Records for the task —
|---|

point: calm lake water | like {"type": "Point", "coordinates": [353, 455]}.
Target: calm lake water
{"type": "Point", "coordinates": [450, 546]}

|---|

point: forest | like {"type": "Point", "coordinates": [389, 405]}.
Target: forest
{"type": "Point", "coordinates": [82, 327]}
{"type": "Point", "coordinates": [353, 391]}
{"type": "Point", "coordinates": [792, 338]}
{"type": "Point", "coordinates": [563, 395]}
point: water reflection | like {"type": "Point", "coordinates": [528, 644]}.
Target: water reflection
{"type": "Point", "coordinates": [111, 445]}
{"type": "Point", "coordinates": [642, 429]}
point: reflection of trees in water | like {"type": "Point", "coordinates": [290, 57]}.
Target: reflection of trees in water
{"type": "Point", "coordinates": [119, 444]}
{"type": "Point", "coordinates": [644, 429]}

|---|

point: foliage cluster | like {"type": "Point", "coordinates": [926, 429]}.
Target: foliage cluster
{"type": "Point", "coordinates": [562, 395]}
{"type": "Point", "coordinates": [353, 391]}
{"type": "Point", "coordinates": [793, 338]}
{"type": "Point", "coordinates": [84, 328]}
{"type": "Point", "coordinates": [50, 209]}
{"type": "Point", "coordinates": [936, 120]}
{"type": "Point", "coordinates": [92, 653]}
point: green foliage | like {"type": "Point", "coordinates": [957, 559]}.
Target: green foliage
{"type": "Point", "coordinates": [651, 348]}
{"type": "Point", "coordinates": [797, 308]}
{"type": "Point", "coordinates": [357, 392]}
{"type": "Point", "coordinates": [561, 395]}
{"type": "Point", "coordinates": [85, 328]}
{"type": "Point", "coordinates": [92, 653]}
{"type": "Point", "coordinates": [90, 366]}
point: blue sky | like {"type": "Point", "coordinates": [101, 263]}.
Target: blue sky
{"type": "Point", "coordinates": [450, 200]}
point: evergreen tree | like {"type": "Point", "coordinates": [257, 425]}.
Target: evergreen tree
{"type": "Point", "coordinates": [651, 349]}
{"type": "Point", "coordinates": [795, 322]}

|---|

Stated goal — Locate each of the lines above that contains the word "cluster", and copy those lines out in full.

Complete response —
point: foliage cluster | like {"type": "Point", "coordinates": [926, 429]}.
Target: foliage cluster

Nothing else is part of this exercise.